Scan the data below for the string "basilica". Show every line where it turns up.

╭──

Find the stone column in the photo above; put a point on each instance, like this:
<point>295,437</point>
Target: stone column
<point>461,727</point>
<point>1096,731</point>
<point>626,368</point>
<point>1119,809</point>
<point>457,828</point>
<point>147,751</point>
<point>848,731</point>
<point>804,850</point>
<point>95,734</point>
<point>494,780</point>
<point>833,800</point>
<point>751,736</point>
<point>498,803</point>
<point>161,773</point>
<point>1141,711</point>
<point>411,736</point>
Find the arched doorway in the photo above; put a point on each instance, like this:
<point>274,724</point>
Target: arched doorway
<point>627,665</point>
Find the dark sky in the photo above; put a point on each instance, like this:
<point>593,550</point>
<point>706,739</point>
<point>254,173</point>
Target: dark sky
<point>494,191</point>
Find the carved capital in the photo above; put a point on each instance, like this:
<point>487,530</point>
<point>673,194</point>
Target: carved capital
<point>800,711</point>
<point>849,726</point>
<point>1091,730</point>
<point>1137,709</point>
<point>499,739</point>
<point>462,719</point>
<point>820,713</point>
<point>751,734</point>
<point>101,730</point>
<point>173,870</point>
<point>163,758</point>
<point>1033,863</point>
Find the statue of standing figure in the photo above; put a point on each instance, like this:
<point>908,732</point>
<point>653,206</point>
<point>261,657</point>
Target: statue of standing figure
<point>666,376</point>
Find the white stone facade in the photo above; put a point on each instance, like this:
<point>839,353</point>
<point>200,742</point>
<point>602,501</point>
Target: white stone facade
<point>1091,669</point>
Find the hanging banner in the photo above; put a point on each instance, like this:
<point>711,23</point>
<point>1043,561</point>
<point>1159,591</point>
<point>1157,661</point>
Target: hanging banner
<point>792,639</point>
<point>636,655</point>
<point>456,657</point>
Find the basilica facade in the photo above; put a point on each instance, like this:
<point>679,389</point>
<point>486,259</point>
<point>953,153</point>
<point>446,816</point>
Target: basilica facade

╰──

■ Task solution ■
Find the basilica facade in the photo above; put a point on each instance, like this:
Target: basilica facade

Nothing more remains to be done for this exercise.